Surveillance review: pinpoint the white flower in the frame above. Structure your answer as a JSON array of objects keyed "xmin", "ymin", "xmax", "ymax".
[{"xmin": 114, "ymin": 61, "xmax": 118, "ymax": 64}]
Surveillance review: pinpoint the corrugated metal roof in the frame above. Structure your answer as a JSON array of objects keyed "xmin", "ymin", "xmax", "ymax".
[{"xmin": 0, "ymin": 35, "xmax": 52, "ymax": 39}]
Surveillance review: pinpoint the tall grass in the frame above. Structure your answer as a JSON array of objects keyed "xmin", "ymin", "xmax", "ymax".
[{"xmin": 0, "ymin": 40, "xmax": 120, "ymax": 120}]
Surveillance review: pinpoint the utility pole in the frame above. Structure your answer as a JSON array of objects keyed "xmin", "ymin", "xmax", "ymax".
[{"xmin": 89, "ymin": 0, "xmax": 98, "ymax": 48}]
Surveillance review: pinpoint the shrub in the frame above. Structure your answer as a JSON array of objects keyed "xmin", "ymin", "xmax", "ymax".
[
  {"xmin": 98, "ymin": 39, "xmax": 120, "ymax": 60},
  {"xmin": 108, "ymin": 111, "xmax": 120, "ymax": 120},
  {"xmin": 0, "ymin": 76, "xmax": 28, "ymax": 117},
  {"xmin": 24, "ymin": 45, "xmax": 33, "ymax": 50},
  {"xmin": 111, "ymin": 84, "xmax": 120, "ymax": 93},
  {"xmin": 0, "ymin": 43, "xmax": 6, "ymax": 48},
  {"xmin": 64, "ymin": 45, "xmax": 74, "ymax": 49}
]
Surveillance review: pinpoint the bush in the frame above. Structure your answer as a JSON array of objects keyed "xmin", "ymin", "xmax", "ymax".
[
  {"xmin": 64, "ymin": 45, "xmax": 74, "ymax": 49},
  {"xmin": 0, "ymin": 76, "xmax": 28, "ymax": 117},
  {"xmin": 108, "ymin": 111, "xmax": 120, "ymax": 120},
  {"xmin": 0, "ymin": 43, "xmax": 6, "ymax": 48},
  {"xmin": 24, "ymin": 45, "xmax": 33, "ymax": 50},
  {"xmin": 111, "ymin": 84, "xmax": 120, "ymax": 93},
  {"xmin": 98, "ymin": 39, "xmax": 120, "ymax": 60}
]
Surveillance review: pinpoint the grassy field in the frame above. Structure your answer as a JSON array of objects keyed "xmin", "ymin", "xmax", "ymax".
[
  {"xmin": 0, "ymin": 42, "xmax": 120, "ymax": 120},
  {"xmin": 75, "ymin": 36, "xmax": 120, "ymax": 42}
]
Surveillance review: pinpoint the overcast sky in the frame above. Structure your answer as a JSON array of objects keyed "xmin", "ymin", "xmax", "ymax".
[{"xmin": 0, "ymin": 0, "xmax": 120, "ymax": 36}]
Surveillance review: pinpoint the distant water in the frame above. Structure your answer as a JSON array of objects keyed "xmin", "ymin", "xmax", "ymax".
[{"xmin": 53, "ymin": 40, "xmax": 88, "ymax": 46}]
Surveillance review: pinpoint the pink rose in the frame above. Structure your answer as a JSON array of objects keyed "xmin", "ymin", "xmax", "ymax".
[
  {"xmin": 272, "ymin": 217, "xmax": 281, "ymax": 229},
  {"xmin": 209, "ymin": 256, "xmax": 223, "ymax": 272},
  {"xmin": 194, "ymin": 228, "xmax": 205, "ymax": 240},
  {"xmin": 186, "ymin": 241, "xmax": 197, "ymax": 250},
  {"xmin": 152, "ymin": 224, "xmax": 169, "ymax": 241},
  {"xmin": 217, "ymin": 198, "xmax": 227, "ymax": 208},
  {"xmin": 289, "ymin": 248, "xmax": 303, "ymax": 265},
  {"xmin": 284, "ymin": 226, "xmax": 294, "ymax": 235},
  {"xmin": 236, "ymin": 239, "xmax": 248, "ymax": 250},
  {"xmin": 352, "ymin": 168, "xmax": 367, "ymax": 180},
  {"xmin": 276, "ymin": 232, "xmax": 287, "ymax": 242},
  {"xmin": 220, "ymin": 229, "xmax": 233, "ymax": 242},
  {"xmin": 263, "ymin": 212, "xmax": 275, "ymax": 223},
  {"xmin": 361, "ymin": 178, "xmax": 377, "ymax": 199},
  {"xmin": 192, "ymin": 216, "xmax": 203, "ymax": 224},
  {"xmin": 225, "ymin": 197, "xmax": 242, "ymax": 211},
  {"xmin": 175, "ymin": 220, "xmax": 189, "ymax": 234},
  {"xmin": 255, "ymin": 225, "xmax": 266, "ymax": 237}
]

==*==

Extract every line of the records above that contains the string "metal". The match is case-sensitive.

COMPLETED TASK:
Surveillance review: pinpoint the corrugated metal roof in the frame above. Structure your answer as a JSON array of objects keyed "xmin", "ymin", "xmax", "ymax".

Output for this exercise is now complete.